## Task prompt
Reproduce all of the material word for word.

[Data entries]
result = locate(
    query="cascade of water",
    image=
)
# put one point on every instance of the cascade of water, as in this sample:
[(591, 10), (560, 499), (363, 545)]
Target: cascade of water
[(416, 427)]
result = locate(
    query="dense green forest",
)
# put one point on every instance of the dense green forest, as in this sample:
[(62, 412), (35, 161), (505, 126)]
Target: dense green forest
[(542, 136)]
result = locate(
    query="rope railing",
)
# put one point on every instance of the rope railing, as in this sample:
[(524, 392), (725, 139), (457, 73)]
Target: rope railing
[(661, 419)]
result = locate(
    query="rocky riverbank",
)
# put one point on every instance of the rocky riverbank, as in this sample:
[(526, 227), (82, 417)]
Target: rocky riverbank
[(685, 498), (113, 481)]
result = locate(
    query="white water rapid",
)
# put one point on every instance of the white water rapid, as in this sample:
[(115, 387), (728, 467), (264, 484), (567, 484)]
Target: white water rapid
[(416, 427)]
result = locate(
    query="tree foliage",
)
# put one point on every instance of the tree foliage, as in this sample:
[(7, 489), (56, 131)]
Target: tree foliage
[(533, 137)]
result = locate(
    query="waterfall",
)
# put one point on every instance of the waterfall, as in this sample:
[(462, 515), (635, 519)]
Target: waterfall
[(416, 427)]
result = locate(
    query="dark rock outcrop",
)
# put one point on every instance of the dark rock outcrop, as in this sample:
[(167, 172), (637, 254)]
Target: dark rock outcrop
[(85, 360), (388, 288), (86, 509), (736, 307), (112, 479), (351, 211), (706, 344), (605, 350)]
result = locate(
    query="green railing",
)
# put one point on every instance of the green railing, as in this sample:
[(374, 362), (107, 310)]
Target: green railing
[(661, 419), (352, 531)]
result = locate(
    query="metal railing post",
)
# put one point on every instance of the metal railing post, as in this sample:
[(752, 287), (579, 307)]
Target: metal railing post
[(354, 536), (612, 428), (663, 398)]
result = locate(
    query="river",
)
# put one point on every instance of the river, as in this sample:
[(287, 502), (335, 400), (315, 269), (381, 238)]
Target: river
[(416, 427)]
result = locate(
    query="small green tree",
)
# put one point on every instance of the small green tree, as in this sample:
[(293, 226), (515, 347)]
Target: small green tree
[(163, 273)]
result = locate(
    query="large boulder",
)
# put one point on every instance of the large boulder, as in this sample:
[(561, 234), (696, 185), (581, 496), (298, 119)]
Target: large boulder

## Solution for this problem
result = locate(
    query="cascade of water",
    image=
)
# put one point on every instance of the cascade of water, as in this sample:
[(591, 10), (560, 499), (363, 545)]
Target: cascade of water
[(416, 427)]
result = locate(
    query="dense green forest",
)
# put one point on every instance of the dense green forest, as in this sample:
[(62, 412), (35, 161), (505, 126)]
Target: dense green forest
[(542, 136)]
result = locate(
    query="rope railing",
)
# put one point on every instance of the rope railing, as in this sample:
[(524, 392), (725, 139), (457, 73)]
Target: rope railing
[(661, 419)]
result = locate(
    query="rocky riverbank",
)
# put one point on every instance of the rocky riverbank, as in this sample:
[(526, 227), (82, 417)]
Target: rocky riverbank
[(685, 498), (113, 481)]
result = locate(
    query="white water rapid",
)
# put one point on every instance of the white water rapid, as in this sample:
[(115, 387), (728, 467), (264, 484), (567, 484)]
Target: white water rapid
[(416, 427)]
result = locate(
    query="tree foliage",
)
# put one point on every instance of the tree foliage, as in this sample:
[(7, 489), (56, 131)]
Target: tree foliage
[(533, 137)]
result = locate(
    query="waterfall",
)
# put one point on every instance of the waterfall, as in this sample:
[(462, 515), (635, 519)]
Target: waterfall
[(416, 427)]
result = locate(
    query="dark rock outcrop",
)
# put one point on every instance of the dark rock outcrop, as in this sample:
[(167, 172), (637, 254)]
Target: dark rock outcrop
[(85, 360), (388, 288), (86, 509), (736, 307), (112, 479), (351, 211), (706, 344), (605, 350)]
result = locate(
    query="green railing",
)
# put one point on every instance of the green railing, as in this sample:
[(374, 362), (107, 310)]
Target: green railing
[(661, 419), (352, 531)]
result = locate(
    query="metal railing post",
)
# put one point on every instance of the metal railing post, as in this sample:
[(752, 287), (579, 307)]
Target: metal railing post
[(354, 536), (612, 428), (663, 398)]
result = locate(
    query="river",
)
# put one point on every instance of the river, as in this sample:
[(287, 502), (335, 400), (315, 269), (381, 238)]
Target: river
[(416, 427)]
result = locate(
    query="small green tree",
)
# put one point on every instance of the small green tree, as in this sample:
[(293, 226), (515, 347)]
Target: small green tree
[(163, 273)]
result = locate(
    query="large boulder",
)
# put one point on every instance of the large boulder, as in this sample:
[(561, 234), (696, 185), (581, 496), (298, 119)]
Target: large boulder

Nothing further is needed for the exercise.